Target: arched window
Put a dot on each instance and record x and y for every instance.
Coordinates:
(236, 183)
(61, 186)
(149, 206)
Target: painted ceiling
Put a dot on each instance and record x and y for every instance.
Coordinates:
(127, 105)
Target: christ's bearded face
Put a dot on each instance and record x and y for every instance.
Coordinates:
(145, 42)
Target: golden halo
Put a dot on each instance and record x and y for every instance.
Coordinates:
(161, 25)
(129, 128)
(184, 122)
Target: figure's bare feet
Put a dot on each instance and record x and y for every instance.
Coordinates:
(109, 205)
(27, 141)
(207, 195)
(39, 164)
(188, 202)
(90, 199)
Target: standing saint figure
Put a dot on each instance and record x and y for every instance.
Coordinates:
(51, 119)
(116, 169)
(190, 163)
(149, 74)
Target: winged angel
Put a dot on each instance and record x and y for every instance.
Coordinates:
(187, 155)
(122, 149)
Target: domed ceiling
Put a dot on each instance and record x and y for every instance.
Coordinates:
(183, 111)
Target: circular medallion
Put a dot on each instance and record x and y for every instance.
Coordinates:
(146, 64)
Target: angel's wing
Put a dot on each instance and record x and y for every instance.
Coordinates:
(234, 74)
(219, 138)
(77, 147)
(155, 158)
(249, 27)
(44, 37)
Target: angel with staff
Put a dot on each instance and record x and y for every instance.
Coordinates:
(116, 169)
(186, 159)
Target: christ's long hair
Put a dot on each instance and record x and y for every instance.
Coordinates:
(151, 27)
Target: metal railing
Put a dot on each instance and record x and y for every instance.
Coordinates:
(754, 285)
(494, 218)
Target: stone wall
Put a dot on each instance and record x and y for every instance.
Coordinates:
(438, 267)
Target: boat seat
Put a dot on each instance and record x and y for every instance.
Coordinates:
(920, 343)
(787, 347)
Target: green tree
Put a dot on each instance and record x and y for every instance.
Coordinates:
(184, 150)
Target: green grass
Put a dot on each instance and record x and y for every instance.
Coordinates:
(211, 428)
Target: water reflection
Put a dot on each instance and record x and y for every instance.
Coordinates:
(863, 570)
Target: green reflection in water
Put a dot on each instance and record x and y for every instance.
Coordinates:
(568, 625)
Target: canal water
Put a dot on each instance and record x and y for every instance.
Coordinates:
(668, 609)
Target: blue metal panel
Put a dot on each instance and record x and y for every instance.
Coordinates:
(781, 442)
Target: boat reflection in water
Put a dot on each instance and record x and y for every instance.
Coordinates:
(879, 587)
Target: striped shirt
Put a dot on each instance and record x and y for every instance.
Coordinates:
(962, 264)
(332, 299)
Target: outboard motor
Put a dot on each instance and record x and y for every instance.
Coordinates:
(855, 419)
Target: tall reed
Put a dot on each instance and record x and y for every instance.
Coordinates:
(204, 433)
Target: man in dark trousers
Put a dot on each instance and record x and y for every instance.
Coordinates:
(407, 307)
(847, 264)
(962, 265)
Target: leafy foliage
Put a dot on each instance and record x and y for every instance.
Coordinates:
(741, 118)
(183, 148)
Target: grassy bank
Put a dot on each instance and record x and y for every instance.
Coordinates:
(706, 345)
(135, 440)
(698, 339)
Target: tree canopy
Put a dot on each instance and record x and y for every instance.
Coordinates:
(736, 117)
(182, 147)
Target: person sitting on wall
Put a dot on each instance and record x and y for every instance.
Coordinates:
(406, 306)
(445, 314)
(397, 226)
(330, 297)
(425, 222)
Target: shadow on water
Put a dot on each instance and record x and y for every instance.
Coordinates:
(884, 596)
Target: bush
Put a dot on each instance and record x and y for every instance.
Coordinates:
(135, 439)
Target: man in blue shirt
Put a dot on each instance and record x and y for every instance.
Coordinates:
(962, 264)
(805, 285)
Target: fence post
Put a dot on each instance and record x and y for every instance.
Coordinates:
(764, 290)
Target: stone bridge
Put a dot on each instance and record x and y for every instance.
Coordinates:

---

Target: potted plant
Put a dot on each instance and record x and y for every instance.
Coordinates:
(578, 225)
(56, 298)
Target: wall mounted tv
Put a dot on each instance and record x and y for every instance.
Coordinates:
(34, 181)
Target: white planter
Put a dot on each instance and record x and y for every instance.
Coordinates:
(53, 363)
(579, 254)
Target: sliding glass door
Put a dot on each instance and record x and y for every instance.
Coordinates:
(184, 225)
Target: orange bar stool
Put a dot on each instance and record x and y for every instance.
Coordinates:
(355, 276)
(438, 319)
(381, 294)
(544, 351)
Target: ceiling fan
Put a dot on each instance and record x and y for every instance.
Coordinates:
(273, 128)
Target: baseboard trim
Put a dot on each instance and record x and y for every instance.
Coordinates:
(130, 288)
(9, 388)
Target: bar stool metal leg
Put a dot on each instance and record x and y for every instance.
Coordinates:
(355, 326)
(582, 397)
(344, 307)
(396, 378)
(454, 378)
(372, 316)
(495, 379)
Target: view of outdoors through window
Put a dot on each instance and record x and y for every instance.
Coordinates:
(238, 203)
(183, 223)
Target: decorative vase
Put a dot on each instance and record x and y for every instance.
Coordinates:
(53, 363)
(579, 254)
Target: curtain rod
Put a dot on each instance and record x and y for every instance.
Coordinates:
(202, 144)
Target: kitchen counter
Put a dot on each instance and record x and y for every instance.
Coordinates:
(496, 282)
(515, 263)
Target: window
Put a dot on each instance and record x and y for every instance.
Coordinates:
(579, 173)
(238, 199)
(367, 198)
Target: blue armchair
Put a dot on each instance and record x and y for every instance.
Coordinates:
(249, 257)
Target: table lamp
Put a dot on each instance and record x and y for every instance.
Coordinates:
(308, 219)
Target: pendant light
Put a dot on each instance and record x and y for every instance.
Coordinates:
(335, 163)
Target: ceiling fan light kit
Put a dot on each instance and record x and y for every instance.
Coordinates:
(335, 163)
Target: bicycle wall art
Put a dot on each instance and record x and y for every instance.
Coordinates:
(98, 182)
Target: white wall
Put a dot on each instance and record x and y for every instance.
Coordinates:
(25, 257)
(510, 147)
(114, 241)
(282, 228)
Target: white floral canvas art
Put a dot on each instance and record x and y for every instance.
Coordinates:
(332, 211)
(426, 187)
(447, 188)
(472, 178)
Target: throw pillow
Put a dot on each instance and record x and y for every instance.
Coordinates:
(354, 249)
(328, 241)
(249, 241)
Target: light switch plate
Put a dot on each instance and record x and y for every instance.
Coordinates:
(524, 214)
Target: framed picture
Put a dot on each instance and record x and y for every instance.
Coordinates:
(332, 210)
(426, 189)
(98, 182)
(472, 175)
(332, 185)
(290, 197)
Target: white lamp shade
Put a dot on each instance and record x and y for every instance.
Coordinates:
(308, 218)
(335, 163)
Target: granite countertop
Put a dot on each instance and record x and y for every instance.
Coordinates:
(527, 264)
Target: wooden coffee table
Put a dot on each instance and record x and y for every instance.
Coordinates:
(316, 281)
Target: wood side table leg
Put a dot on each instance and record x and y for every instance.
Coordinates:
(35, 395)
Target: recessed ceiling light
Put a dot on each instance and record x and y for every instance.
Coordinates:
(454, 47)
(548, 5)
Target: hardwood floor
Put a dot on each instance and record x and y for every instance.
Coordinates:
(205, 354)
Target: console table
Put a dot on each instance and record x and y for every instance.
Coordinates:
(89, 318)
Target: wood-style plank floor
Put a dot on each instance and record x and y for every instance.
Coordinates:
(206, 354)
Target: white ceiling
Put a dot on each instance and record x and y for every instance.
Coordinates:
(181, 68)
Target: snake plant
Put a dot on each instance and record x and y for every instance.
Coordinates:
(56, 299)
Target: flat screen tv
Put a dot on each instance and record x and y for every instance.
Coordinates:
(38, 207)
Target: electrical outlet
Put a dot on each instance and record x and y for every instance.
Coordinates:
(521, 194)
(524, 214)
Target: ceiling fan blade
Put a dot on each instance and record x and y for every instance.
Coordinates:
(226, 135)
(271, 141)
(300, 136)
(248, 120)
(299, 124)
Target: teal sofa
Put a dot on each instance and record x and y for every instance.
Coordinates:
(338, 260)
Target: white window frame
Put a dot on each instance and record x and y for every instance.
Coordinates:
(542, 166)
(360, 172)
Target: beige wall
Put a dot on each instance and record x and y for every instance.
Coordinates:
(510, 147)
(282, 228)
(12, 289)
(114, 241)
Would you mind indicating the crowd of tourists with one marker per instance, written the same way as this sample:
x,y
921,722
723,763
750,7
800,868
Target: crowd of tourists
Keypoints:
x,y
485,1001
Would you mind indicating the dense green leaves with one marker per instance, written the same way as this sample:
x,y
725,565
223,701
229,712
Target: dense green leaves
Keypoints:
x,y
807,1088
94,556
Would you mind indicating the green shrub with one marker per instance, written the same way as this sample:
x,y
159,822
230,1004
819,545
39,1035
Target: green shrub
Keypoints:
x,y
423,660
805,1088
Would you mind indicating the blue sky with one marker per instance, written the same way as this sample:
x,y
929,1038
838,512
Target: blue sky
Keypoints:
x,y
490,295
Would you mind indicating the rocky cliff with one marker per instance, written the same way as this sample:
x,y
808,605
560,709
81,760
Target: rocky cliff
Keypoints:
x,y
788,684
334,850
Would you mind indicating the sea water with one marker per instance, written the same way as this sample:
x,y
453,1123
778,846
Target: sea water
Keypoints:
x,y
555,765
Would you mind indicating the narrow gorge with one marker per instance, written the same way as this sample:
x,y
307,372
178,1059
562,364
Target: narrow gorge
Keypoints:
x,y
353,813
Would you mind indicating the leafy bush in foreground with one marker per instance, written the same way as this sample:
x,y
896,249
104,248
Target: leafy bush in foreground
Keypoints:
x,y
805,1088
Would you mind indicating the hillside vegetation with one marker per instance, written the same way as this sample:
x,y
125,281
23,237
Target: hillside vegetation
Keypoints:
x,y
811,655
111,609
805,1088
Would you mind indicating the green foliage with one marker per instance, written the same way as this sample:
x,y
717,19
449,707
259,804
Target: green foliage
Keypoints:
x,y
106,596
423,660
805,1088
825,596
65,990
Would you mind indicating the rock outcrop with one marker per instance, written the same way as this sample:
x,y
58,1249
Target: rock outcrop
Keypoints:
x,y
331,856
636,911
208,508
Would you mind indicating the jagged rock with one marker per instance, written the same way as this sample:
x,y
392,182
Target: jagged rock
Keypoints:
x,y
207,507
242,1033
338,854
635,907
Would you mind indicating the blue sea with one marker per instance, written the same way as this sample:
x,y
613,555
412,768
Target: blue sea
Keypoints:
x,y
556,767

__What is expected__
Retype word for word everything in the listing above from the line that holds "Target: arched window" down to the line that holds "Target: circular medallion". Keep both end lines and leave out the rest.

__Response area__
Target: arched window
Put a dot on each instance and record x and y for every instance.
Coordinates:
(236, 183)
(61, 186)
(149, 206)
Target: painted ceiling
Put a dot on each instance and record x and y for every instance.
Coordinates:
(127, 105)
Target: christ's bearded face
Put a dot on each instance and record x and y for every instance.
Coordinates:
(145, 42)
Target: golden halo
Put a dot on each instance and record x and y for every instance.
Coordinates:
(161, 25)
(129, 128)
(184, 122)
Target: figure's bare feet
Put a dot on each instance and record x and y for every instance.
Coordinates:
(109, 205)
(27, 141)
(207, 195)
(39, 164)
(188, 202)
(90, 199)
Target: standing saint figure
Put a dot on each instance and record x and y for every instance.
Coordinates:
(51, 119)
(116, 169)
(190, 163)
(149, 74)
Target: winged angel
Put a dot on each instance and record x and y for every instance.
Coordinates:
(187, 155)
(122, 149)
Target: domed ceiling
Put a dot on each instance and record x and y for every instance.
Coordinates:
(183, 111)
Target: circular medallion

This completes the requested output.